▶ DOCUMENT EXCERPT:
※
Section 904.04(2), Stats., allows the admission of otherwise inadmissible character evidence if it is offered not to show that the defendant acted in conformance with a particular character trait, but rather to show, among other things, intent, preparation, plan or motive. The trial court allowed the above evidence as pertaining *722to identity, plan and motive, and Davis claims this was error.

The state agrees that the evidence was not admissible for the specific purposes identified by the trial court, but it claims that it was admissible to prove Davis's intent to defraud — a disputed element in the case. We may, of course, affirm a trial court's determination if the court was right in deciding as it did, if for the wrong reasons. State v. Alies, 106 Wis. 2d 368, 391-92, 316 N.W.2d 378, 388-89 (1982). And in State v. Truax, 151 Wis. 2d 354, 359, 444 N.W.2d 432, 435 (Ct. App. 1989), we stated that" [w]e may sustain the trial court's holding on a theory not presented to it, and it is inconsequential whether we do so sua sponte or at the urging of a respondent."

The admission or rejection of evidence is within the trial court's discretion. State v. Seigel, 163 Wis. 2d 871, 881, 472 N.W.2d 584, 588 (Ct. App. 1991).

[T]o determine whether the trial court properly exercised its discretion in a particular matter, we look first to the court's on-the-record explanation of the reasons underlying its decision. And where the record shows that the court looked to and considered the facts of the case and reasoned its way to a conclusion that is (a) one a reasonable judge could reach and (b) consistent with applicable law, we will affirm the decision even if it is not one with which we ourselves would agree. Burkes v. Hales, 165 Wis. 2d 585, 590, 478 N.W.2d 37, 39 (Ct. App. 1991).
※
▶ DATASET:
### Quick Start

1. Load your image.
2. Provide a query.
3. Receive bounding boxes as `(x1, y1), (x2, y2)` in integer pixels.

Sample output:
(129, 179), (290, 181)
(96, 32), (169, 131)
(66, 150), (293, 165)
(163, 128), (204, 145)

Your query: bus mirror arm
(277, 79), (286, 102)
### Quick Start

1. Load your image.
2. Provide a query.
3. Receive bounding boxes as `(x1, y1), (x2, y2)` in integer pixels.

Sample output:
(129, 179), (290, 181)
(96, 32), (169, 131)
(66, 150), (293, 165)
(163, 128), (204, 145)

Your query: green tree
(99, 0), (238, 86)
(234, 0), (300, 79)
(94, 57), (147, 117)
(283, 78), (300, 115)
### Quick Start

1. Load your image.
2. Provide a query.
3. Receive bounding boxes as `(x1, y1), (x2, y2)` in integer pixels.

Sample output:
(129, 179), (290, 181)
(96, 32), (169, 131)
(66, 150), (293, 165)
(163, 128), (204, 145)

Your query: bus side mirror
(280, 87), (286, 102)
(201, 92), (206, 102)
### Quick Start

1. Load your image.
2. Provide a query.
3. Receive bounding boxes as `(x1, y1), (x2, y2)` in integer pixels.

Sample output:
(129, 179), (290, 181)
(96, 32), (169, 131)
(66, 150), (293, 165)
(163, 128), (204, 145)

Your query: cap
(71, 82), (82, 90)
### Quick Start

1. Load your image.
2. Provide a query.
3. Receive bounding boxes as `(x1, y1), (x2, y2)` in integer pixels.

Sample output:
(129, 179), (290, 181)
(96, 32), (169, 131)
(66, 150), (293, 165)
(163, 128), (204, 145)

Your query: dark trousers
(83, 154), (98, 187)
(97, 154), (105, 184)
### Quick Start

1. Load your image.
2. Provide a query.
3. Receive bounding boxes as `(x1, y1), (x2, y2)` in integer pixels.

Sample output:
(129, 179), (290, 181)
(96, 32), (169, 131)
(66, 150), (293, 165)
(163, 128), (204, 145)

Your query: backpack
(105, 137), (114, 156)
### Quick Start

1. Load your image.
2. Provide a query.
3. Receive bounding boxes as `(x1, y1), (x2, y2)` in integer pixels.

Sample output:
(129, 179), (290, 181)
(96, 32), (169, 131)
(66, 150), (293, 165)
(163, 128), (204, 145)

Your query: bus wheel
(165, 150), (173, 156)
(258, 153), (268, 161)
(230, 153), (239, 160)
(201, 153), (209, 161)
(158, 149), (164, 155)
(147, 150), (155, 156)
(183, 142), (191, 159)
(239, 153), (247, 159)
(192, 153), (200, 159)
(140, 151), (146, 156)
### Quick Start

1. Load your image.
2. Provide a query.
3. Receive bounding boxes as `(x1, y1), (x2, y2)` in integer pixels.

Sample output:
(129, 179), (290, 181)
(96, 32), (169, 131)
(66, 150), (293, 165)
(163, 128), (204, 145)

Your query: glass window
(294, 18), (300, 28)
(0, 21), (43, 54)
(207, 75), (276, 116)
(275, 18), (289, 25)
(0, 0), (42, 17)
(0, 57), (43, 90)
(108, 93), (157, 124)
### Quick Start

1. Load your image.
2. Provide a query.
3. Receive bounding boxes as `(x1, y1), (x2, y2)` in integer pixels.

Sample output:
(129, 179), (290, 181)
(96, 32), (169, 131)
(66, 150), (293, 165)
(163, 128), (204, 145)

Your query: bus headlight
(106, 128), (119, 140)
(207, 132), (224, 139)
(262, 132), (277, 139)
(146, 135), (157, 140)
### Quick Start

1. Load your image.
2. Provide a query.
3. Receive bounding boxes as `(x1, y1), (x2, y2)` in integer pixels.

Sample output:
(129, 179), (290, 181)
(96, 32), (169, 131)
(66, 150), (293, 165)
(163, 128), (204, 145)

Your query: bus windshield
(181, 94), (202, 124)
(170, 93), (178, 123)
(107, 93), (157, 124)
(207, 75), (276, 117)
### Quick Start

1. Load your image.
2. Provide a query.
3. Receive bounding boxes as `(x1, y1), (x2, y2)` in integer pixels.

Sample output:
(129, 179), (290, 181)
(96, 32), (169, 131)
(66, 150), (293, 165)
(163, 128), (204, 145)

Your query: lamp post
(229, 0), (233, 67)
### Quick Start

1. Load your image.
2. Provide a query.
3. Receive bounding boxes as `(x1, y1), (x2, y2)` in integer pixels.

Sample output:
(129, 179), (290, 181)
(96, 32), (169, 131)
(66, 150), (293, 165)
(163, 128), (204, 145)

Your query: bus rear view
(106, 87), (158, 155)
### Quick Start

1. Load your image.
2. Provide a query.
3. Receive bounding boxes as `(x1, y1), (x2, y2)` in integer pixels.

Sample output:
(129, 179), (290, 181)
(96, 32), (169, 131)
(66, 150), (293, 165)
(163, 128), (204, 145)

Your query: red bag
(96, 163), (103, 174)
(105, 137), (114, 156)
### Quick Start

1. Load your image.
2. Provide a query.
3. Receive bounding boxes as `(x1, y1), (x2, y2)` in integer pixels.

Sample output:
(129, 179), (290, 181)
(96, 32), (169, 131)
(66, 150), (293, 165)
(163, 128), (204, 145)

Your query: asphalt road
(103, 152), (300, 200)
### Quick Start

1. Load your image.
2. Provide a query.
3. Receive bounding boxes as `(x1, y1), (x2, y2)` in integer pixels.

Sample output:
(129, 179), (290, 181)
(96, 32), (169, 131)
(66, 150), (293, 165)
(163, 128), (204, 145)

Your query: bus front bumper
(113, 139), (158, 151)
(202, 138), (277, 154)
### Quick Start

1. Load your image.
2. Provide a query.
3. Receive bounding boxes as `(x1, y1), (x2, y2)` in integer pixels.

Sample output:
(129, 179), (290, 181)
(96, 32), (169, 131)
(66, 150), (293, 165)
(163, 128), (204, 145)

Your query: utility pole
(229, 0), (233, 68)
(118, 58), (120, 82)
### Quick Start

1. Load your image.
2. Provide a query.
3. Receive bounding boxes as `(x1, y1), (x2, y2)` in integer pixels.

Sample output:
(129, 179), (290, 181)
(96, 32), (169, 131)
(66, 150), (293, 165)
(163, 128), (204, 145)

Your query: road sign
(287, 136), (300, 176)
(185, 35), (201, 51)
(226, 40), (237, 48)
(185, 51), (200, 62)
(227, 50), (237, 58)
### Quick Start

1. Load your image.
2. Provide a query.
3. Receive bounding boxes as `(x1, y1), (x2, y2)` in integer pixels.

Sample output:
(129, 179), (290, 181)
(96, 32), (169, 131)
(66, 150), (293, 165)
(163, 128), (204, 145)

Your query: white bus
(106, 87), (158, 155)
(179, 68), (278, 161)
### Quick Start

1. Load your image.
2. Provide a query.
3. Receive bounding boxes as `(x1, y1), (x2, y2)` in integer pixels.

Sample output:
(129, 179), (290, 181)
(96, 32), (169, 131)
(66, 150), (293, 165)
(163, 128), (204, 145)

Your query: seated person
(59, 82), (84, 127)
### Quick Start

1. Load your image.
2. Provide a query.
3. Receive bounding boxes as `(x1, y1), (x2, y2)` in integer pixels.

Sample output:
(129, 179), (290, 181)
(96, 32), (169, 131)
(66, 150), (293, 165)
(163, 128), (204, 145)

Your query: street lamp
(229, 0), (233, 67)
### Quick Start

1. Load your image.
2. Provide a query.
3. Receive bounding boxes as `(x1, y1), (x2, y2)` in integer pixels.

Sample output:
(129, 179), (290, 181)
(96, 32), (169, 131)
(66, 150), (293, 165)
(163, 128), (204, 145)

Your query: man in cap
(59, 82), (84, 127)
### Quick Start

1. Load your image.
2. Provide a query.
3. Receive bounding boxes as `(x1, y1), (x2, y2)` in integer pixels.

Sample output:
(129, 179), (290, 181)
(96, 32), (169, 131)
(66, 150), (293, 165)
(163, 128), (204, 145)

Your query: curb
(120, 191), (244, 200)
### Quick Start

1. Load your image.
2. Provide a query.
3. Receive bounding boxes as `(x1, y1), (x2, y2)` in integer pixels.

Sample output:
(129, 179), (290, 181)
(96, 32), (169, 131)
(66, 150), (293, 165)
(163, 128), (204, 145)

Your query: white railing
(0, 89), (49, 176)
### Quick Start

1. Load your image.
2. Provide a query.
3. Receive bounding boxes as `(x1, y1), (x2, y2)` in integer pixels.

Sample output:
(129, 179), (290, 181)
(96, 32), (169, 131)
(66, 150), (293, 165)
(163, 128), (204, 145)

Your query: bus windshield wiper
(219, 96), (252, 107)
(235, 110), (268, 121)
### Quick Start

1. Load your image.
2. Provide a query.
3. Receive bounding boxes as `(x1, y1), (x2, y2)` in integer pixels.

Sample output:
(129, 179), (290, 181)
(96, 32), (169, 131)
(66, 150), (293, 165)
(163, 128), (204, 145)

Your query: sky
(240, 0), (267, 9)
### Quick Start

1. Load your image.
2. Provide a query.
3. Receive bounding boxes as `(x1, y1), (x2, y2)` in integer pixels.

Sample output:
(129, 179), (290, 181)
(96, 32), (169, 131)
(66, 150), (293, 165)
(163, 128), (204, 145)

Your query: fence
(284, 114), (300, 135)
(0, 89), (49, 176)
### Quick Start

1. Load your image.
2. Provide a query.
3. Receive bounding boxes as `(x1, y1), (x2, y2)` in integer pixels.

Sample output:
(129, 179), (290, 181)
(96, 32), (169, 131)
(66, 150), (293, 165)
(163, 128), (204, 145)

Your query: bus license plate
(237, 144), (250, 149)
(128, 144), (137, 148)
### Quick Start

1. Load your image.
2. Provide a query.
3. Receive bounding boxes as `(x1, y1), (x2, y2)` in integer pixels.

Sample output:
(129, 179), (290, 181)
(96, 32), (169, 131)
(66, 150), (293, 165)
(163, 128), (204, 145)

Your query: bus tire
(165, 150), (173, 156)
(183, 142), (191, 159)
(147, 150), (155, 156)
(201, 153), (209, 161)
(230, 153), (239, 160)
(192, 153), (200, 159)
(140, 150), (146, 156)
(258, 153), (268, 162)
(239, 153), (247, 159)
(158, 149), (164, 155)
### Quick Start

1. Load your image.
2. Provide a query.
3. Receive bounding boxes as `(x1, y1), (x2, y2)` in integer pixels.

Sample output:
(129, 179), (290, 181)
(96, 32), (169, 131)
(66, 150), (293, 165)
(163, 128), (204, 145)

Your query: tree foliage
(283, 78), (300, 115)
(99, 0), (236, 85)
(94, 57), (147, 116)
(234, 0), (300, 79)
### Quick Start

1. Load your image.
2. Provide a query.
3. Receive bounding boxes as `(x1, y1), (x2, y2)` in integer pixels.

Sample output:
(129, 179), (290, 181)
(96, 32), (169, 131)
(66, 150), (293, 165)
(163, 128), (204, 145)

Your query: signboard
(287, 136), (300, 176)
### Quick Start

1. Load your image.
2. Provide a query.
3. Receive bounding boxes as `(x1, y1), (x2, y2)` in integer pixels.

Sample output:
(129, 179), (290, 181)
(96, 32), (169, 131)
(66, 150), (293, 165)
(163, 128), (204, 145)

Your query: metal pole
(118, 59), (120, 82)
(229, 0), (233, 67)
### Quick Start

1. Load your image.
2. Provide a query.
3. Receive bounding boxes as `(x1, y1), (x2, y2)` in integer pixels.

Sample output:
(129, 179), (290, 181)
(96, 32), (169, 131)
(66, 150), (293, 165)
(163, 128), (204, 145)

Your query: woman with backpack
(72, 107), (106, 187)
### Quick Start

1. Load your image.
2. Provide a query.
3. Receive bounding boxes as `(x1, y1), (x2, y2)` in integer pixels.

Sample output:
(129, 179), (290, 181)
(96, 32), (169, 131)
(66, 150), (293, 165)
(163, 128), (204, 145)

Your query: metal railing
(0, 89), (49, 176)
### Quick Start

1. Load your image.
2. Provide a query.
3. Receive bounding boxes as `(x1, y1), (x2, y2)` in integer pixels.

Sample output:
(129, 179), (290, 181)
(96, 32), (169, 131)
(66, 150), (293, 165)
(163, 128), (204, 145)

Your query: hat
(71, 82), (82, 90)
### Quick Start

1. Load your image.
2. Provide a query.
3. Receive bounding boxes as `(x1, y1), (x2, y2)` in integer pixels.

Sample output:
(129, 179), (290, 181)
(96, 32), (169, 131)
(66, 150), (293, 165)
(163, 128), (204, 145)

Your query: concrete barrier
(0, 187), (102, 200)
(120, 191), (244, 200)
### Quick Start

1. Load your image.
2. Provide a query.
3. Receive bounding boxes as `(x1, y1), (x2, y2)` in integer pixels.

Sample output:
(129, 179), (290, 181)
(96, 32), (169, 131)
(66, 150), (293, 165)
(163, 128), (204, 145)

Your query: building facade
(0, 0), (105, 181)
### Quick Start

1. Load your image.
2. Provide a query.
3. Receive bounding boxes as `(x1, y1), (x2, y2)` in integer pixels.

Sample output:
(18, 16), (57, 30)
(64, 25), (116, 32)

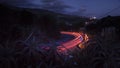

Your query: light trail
(57, 32), (83, 51)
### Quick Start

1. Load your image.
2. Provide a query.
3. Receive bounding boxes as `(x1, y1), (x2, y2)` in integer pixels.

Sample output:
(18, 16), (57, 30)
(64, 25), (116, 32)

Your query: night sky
(0, 0), (120, 17)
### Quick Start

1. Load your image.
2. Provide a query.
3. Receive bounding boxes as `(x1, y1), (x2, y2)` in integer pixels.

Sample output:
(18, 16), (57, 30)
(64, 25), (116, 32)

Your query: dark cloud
(41, 0), (72, 12)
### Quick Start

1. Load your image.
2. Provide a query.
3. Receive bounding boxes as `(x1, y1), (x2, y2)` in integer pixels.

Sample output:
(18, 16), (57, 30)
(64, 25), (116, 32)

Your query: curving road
(57, 32), (83, 51)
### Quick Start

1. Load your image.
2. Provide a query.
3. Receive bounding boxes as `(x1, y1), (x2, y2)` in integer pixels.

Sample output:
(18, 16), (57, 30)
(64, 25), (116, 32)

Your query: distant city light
(90, 16), (96, 20)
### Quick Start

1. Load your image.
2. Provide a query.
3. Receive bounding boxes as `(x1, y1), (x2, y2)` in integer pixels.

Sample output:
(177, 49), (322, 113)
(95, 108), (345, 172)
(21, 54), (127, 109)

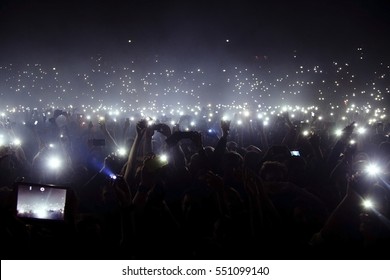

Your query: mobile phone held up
(14, 182), (69, 221)
(88, 139), (106, 147)
(291, 151), (301, 157)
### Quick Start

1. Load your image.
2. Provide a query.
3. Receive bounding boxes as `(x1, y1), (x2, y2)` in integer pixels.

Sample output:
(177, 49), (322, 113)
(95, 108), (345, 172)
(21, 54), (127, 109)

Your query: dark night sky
(0, 0), (390, 64)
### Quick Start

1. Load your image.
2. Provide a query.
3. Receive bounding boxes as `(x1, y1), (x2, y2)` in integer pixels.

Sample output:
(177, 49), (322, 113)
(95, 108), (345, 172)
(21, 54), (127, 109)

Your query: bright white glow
(47, 156), (62, 169)
(14, 138), (22, 146)
(362, 199), (374, 209)
(34, 208), (48, 219)
(118, 147), (127, 157)
(365, 163), (381, 176)
(358, 126), (366, 134)
(160, 154), (168, 162)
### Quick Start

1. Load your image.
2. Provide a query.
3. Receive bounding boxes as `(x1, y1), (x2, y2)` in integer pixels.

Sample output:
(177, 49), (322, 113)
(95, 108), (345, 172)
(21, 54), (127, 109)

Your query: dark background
(0, 0), (390, 62)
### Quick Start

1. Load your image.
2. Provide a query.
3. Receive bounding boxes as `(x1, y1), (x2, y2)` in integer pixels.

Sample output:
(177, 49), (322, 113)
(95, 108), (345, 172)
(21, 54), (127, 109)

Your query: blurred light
(47, 156), (62, 169)
(118, 147), (127, 157)
(358, 126), (366, 134)
(13, 138), (22, 146)
(160, 154), (168, 163)
(365, 163), (382, 176)
(362, 199), (374, 209)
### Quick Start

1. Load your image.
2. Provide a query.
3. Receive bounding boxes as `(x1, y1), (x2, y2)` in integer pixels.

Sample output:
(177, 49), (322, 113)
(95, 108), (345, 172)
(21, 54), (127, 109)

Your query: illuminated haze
(0, 0), (390, 110)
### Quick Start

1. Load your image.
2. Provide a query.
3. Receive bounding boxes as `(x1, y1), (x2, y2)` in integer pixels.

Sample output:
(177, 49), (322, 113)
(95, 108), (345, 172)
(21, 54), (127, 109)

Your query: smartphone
(88, 139), (106, 147)
(290, 151), (301, 157)
(145, 155), (168, 172)
(15, 182), (68, 221)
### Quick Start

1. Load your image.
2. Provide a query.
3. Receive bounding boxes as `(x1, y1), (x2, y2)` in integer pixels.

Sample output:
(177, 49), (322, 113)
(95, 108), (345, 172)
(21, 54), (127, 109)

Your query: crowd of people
(0, 106), (390, 259)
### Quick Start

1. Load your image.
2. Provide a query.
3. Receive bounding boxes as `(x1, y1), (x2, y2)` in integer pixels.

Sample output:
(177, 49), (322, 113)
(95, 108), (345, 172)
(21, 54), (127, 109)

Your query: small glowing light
(365, 163), (382, 176)
(160, 154), (168, 163)
(358, 126), (366, 134)
(47, 156), (61, 169)
(14, 138), (22, 146)
(118, 147), (127, 157)
(362, 199), (374, 209)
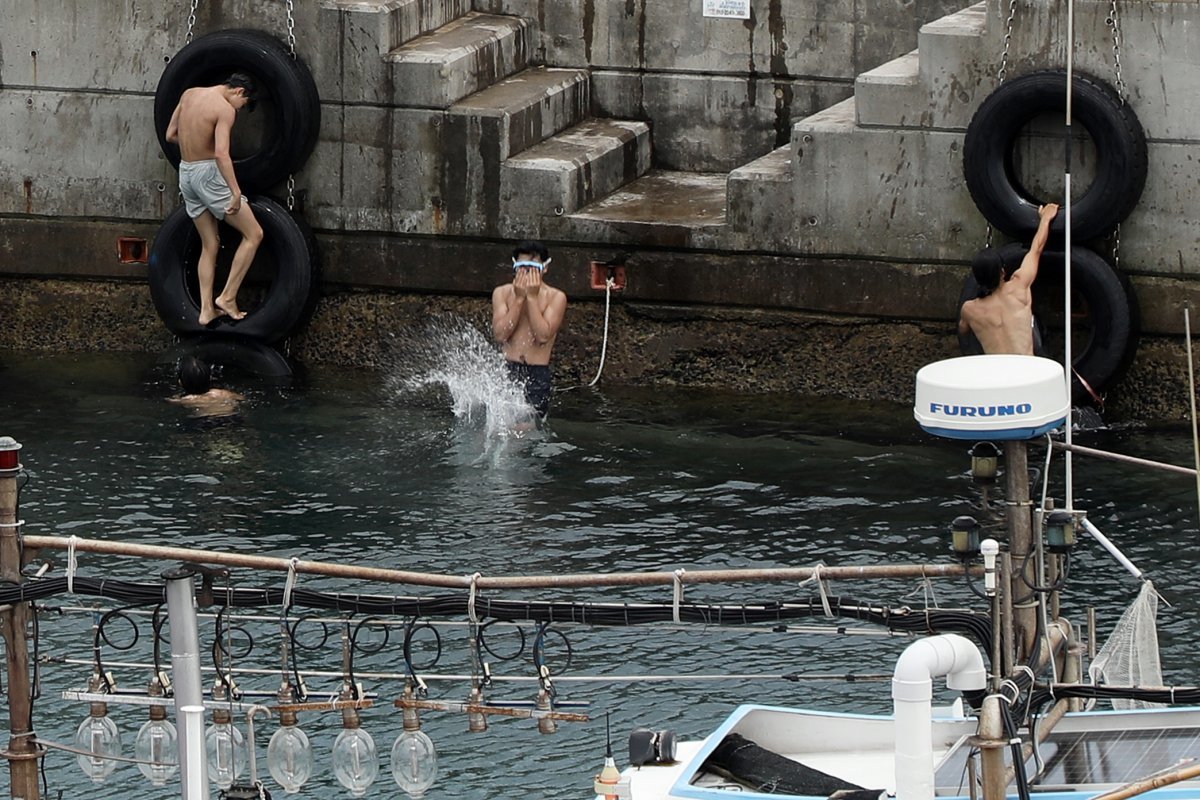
※
▶ WRITTEN REQUEST A:
According to the court opinion excerpt, what disputed element does the state say the evidence was admissible to prove?
▶ WRITTEN REQUEST B:
Write a continuation of the court opinion excerpt, beginning right after its last sentence.
The material is separate from the court opinion excerpt and unrelated to it.

▶ OUTPUT A:
Davis's intent to defraud.

▶ OUTPUT B:
After disallowing the bulk of the other wrongs evidence offered by the state — allowing only evidence of two prior occasions where Davis misrepresented her identity to persons seeking the return of goods she had *723acquired from them without paying, the trial court explained its reasons for that determination, emphasizing the similarity of Davis's conduct in both the prior instances and the present criminal proceeding — misrepresenting her identity to gain or retain possession of unpaid-for goods or services. The court stated at one point:

[F]or the defendant to . . . lie about her identity [in the past instances] I think has a similarity to the situation we have here. A willingness to lie about who you are in this . . . incident bares [sic] upon whether or not the defendant would be willing to lie . . . in giving the name Cheryl Sloan, S & L Associates.

We are satisfied from the record that the trial court exercised discretion in allowing the evidence. The question is whether its decision comports with the applicable law and was one a reasonable judge could reach. Burkes, 165 Wis. 2d at 590, 478 N.W.2d at 39.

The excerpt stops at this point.